The Massive #19 [Advance Review]
The Massive #19 (Dark Horse): With roughly a year left before the series reaches its planned ending, it feels like writer Brian Wood has been building to this moment, a ready-set-go confluence of all the plot threds we’ve seen before as the series races to the finish line.
There’s another stunning interlocking triptych cover by John Paul Leon, and it’s a confounding mystery to me why JP isn’t an absolute superstar by now. If I could wave my magic wand like Prospero on his little island, these are the wrongs I would right. There’s a mineraly Earthiness to his inky lines, but also an insane level of depth and detail trailing off into the distance.
This issue kicks off the “Bloc” arc, highlighting the old Soviet Bloc, where everything was harshly disrupted post-Crash. The region is in chaos of every kind, economic dysfunction, government collapse, and military fiefdoms, with energy and weapons taking the place of currency. It’s a land of savagery, the kind of place that “made” men like Georg and Arkady (this arc’s antagonist), and a dying place where Cal feels at home.

*STATED EXERCISE A*
Transcribe part of the review of The Massive #19, beginning at the words "There’s another stunning" and stopping after "into the distance.".
*STATED EXERCISE B*
According to the review of The Massive #19, which story arc does this issue kick off?
Rely on the review alone as your source.

[Entries from a pointing dataset]
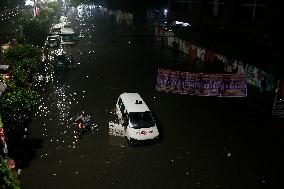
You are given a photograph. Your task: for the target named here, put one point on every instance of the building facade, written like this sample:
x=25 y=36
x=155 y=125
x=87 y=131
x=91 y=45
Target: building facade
x=257 y=16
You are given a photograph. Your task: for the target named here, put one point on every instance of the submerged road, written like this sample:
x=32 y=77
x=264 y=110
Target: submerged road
x=207 y=142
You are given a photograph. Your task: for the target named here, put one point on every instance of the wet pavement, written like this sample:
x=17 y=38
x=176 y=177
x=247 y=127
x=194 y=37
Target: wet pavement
x=207 y=142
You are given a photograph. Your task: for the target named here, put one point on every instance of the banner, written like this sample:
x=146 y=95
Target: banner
x=198 y=84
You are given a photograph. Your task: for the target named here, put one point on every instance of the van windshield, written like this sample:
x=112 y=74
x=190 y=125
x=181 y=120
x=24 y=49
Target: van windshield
x=141 y=119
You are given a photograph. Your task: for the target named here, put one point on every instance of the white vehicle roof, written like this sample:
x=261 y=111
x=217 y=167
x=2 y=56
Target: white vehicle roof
x=67 y=31
x=133 y=102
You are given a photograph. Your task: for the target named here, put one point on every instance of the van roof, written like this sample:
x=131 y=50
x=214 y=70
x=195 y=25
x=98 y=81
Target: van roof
x=130 y=102
x=67 y=31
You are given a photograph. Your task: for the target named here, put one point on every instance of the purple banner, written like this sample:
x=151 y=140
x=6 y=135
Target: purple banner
x=197 y=84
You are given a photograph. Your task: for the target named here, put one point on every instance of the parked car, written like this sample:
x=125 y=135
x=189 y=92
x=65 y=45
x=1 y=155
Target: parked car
x=53 y=41
x=137 y=120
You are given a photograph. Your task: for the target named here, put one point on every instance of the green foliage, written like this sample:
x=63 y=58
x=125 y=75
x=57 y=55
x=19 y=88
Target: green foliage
x=6 y=179
x=22 y=58
x=17 y=105
x=27 y=54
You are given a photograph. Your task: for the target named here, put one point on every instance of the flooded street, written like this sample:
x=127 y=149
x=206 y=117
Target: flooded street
x=207 y=142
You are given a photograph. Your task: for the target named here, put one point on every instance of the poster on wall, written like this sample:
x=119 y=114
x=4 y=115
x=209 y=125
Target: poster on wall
x=196 y=84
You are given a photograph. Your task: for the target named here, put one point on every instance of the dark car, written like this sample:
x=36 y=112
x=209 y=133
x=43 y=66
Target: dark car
x=53 y=41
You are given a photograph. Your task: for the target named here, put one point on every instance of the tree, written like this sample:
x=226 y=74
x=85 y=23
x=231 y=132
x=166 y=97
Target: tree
x=18 y=102
x=22 y=58
x=16 y=108
x=6 y=179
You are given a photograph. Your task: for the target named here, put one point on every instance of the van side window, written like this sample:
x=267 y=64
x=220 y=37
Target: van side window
x=119 y=102
x=125 y=119
x=122 y=109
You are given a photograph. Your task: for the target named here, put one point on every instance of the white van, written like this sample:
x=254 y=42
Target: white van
x=136 y=118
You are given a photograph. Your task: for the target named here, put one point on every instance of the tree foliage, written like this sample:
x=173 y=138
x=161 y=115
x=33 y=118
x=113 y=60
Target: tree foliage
x=17 y=106
x=6 y=179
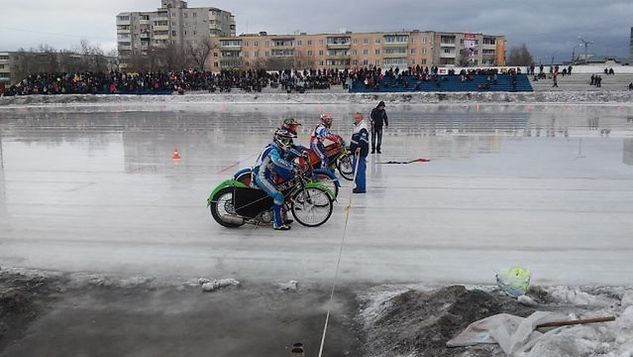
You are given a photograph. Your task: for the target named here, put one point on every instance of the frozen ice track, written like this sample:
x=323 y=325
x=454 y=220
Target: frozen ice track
x=85 y=191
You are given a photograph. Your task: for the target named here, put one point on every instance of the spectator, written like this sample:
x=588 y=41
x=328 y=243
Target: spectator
x=359 y=145
x=378 y=119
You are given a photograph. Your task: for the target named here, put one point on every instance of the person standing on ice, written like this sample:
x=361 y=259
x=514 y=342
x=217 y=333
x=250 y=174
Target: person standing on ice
x=270 y=164
x=319 y=135
x=378 y=118
x=359 y=145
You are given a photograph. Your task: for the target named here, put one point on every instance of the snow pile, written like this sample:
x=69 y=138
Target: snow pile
x=327 y=98
x=219 y=284
x=419 y=323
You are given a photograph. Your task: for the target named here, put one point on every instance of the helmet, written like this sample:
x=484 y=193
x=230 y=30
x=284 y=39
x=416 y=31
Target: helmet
x=283 y=138
x=291 y=125
x=326 y=119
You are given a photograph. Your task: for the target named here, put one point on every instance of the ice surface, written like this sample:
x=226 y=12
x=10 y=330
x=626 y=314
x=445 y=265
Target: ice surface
x=93 y=189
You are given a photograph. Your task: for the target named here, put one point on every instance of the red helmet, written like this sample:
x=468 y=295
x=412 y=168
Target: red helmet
x=291 y=125
x=326 y=119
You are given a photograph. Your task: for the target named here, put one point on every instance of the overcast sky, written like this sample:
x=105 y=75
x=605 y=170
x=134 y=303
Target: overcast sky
x=547 y=27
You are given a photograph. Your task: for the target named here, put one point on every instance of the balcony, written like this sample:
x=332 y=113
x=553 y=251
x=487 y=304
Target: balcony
x=339 y=42
x=396 y=40
x=123 y=21
x=395 y=55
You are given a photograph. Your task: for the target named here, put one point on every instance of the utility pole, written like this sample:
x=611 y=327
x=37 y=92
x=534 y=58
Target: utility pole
x=586 y=44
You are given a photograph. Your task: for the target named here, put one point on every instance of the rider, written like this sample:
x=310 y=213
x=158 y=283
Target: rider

*WORKED SOLUTION A*
There’s another stunning interlocking triptych cover by John Paul Leon, and it’s a confounding mystery to me why JP isn’t an absolute superstar by now. If I could wave my magic wand like Prospero on his little island, these are the wrongs I would right. There’s a mineraly Earthiness to his inky lines, but also an insane level of depth and detail trailing off into the distance.

*WORKED SOLUTION B*
The "Bloc" arc.